- [Problem requirements]: Collect every line in the records below that contains the word "cilantro".
□ □ □ □
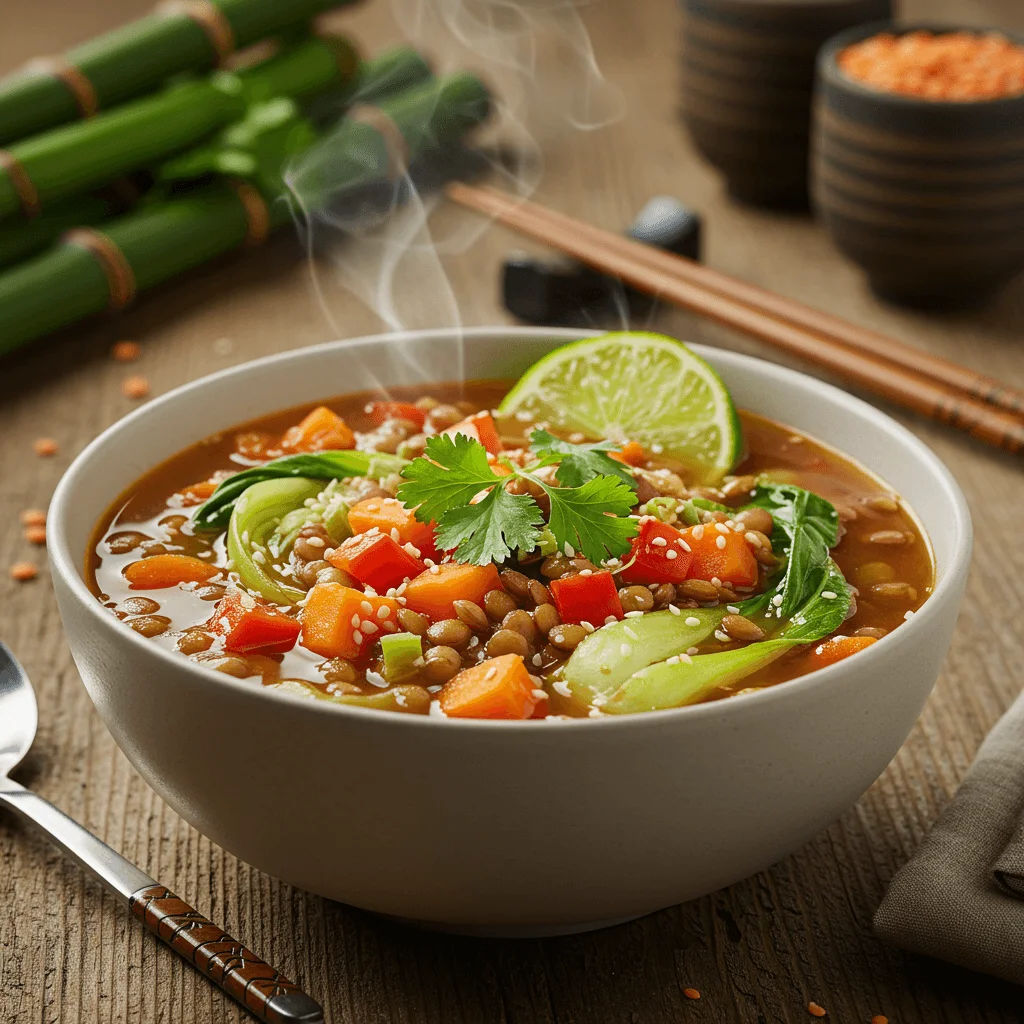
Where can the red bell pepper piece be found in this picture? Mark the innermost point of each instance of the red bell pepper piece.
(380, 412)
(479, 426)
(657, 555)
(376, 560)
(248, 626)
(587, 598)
□ □ □ □
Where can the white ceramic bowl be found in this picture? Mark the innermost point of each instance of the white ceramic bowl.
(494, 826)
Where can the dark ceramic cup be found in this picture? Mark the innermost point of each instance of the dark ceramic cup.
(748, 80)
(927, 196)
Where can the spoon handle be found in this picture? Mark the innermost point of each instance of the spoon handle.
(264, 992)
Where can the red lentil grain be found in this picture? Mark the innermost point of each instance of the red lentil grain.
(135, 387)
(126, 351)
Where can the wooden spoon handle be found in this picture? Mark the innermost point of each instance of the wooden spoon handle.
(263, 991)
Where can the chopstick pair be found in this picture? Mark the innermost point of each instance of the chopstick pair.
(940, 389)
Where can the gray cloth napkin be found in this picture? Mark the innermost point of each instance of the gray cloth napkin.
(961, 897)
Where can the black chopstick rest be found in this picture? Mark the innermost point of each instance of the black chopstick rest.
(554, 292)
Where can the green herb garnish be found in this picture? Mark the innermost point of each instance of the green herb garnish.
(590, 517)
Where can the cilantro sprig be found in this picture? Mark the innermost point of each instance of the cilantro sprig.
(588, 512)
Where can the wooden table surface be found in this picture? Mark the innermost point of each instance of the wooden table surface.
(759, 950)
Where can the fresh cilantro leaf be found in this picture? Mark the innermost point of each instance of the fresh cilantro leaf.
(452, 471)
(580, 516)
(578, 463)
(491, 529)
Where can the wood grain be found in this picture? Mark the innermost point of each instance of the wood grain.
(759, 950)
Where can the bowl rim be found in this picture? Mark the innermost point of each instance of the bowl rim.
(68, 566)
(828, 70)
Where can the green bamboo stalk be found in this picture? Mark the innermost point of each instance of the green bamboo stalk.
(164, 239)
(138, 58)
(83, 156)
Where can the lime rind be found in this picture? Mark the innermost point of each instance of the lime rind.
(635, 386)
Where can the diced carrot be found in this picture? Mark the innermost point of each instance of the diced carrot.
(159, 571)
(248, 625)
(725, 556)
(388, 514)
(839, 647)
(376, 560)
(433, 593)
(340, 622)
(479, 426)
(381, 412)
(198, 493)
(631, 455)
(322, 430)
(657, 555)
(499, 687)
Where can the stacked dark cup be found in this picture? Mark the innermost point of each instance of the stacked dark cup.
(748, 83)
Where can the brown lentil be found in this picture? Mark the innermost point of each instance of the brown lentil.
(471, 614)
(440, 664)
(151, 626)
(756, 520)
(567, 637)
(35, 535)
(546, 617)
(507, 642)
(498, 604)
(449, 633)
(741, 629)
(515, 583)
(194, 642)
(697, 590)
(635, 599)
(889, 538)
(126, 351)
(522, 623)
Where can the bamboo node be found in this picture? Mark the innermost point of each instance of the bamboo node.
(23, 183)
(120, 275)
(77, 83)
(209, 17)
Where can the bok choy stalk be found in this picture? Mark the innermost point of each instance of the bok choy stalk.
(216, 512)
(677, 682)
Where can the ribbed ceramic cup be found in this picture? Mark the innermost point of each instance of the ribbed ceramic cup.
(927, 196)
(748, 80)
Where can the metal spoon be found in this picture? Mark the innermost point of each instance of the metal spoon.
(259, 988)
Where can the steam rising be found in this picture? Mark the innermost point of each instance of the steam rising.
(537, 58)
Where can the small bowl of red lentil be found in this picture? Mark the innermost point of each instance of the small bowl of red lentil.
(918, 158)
□ □ □ □
- [Solution]:
Where can the cilantro sprig be found in this picture? Mark the innermost point of each instance of the cilantro sprig.
Where can the fresh cilantro leaf be found in this picture? Mark the innermost point of each instance of the fresh cilantro leaf.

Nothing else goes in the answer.